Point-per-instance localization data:
------------------------

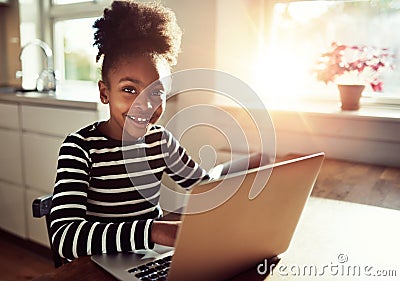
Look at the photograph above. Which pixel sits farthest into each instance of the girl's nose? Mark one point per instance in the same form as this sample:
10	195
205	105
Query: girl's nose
143	102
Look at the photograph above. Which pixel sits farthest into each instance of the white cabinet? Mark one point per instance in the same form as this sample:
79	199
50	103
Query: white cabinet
55	121
40	160
9	117
31	136
12	208
12	198
43	131
10	156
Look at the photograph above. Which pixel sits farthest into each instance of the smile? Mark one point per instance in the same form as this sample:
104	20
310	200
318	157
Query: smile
143	120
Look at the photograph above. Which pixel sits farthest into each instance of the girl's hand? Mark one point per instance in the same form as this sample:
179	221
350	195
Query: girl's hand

------------------------

» About this task
What you should produce is an exact copy of the records, with the pictures left out.

» Answer below
Look at the photograph above. Which pixel sits farthest into each instance of the girl's nose? Mark one point per instance in the same form as this sample:
10	195
205	105
Query: girl's nose
143	102
Look at the photograph above. Which pixel sits farthest into each instance of the white cabinet? Mark one point per instance in the same form as this sample:
79	199
50	103
Query: white cabinet
55	121
40	160
9	117
31	136
12	208
12	198
43	131
10	156
Look at the photograph above. Which pixel sits farthest into each instance of the smile? Mark one point per instance in the same form as this sample:
104	20
310	200
318	157
Query: smile
143	120
Look at the photograph above. Which pixel sits farthest into each instance of the girl's hand? Mark one point per instance in the same form as this sample:
179	221
350	195
Query: girl's hand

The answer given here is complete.